Excerpts of labeled region data →

— START —

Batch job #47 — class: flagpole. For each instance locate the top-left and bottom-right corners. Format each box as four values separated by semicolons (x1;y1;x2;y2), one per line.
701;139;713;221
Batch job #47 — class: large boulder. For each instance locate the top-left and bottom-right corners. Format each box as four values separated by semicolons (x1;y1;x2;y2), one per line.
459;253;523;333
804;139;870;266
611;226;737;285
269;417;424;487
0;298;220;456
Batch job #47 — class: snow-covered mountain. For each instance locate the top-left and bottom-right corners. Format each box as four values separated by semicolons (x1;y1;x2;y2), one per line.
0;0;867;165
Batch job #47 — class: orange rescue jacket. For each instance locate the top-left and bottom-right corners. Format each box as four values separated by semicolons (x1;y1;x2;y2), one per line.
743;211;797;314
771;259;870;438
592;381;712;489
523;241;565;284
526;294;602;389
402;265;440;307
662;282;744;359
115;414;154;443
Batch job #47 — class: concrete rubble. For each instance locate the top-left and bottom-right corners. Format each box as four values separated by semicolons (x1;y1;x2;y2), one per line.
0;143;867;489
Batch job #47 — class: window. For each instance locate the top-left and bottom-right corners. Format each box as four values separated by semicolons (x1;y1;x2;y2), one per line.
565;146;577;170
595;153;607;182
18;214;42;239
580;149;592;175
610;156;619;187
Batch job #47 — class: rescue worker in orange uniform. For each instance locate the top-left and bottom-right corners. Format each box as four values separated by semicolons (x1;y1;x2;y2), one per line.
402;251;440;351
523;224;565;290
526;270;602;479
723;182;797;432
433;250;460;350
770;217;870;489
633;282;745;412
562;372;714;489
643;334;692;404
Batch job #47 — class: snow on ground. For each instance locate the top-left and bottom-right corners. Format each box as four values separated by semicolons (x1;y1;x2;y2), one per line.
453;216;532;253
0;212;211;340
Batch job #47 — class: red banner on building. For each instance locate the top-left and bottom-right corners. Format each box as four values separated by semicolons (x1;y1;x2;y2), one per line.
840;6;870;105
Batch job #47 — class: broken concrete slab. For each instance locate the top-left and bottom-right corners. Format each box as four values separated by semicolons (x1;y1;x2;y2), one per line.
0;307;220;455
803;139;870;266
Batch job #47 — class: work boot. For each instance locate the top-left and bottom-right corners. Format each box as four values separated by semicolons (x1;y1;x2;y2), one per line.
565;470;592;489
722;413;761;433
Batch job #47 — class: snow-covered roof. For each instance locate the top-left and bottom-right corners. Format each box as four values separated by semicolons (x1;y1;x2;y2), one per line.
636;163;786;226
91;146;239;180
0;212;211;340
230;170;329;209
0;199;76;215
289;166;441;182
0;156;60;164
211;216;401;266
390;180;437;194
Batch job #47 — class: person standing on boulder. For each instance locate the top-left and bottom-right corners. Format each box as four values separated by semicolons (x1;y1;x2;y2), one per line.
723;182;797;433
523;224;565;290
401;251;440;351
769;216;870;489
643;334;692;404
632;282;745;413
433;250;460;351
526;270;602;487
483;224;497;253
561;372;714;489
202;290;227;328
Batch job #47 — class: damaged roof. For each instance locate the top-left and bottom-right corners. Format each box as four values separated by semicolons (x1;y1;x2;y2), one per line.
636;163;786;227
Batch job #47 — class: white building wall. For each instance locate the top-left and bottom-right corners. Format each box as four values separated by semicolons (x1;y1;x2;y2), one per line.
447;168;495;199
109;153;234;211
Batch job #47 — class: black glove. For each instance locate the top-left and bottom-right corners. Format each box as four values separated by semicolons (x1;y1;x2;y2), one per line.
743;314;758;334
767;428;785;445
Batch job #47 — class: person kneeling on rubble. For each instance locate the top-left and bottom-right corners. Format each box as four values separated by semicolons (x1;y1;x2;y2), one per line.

— END —

Given instruction → Reproduce the entire listing above line for line, changing nothing.

Response to this task →
Batch job #47 — class: flagpole. For each instance locate the top-left and bottom-right corners. Format each box as four values separated by semicolons (x1;y1;x2;y2), one per line.
701;139;713;221
Batch job #47 — class: large boulder. For each instance locate the top-left and bottom-right corners. Format each box as four values separated by semicolons (x1;y1;x2;y2), one per line.
459;253;523;333
804;139;870;266
611;226;737;285
269;417;424;487
0;298;220;456
Batch job #47 — class: snow-covered mountain. For each instance locate the top-left and bottom-right corners. Format each box as four values separated by semicolons (x1;y1;x2;y2), one per line.
0;0;867;165
Batch job #47 — class: orange rescue jacket. For each instance locate the top-left and bottom-right corners. Format each box as four values separated by semicolons (x1;y1;x2;y2), one per line.
743;211;797;314
771;259;870;438
592;381;712;489
523;241;565;284
526;294;602;389
402;265;440;307
662;282;744;359
115;414;154;443
Batch job #47 — class: concrete rubble. For each instance locate the top-left and bottom-right corners. Format each box as four values separated by semicolons (x1;y1;x2;y2), one per line.
0;143;867;489
Batch job #47 — class: window. For each instance locate the top-left and bottom-right corners. Format each box as four values separated by semicolons (x1;y1;x2;y2), one per line.
565;146;577;170
595;153;607;182
18;214;42;239
580;149;592;175
610;156;619;187
Batch job #47 — class: rescue worker in orange uniform. For each instance locate the top-left and bottom-right corners. Format each box as four values separated by semicolons (x1;y1;x2;y2), one per line.
402;251;440;351
523;224;565;290
526;270;602;479
723;182;797;432
433;250;460;350
770;217;870;489
633;282;745;412
562;372;714;489
643;334;692;404
Batch job #47 — class: snow on ground. For each instance locate the top-left and bottom-right corners. Format each box as four values separated by semicolons (x1;y1;x2;y2), one per line.
453;216;532;253
0;212;211;340
Batch job #47 — class: red banner on building. For each instance locate the top-left and bottom-right corners. Format each box as four values separated by semicolons (x1;y1;x2;y2), one per line.
840;6;870;105
Batch job #47 — class: broken concrete slab. For each instance locate the top-left and bottom-right corners. Format each box as four values separated by semicolons (x1;y1;x2;y2), one per line.
0;307;220;455
803;139;870;266
Batch job #47 — class: work boot. For each instance locate the top-left and bottom-right corners. Format each box as four values separated by semicolons (x1;y1;x2;y2), one per line.
565;470;592;489
722;413;761;433
Batch job #47 — class: snow-covered roof. For each instance locate the top-left and bottom-right corners. Format each box as four values separated by semicolons (x1;y1;x2;y2), one per line.
636;163;786;226
91;146;239;180
0;212;211;340
230;170;329;209
0;199;76;215
289;166;441;182
0;156;60;164
211;216;401;266
390;180;437;194
Batch job #47 — class: person standing on boulder. For each instance locate the top-left and bottom-right corners. Format each box as four values separated by semicolons (x1;y1;x2;y2), one per line.
723;182;797;433
523;224;565;290
401;251;440;351
769;216;870;489
643;334;692;404
632;282;745;413
433;250;460;351
526;270;602;487
483;224;497;253
561;372;714;489
202;290;227;328
Batch job #47 — class: damaged roof. For each instance locate the top-left and bottom-right corners. Format each box as four values separated by semicolons (x1;y1;x2;y2), one per line.
636;163;786;227
Batch job #47 — class: white building wall. For each instance locate the top-left and bottom-right corners. Format each box as four values separated by semicolons (x1;y1;x2;y2), one per line.
447;168;495;199
109;153;234;211
Batch job #47 — class: black glove. For each instance locate the top-left and bottom-right corners. Format each box as four values separated by semicolons (x1;y1;x2;y2), one per line.
743;314;758;334
767;428;785;445
Batch job #47 — class: person kneeling on rubble. For each instance locate the top-left and bottom-right corners. Format each box as four values separated by semicolons (x1;y1;x2;y2), one per line.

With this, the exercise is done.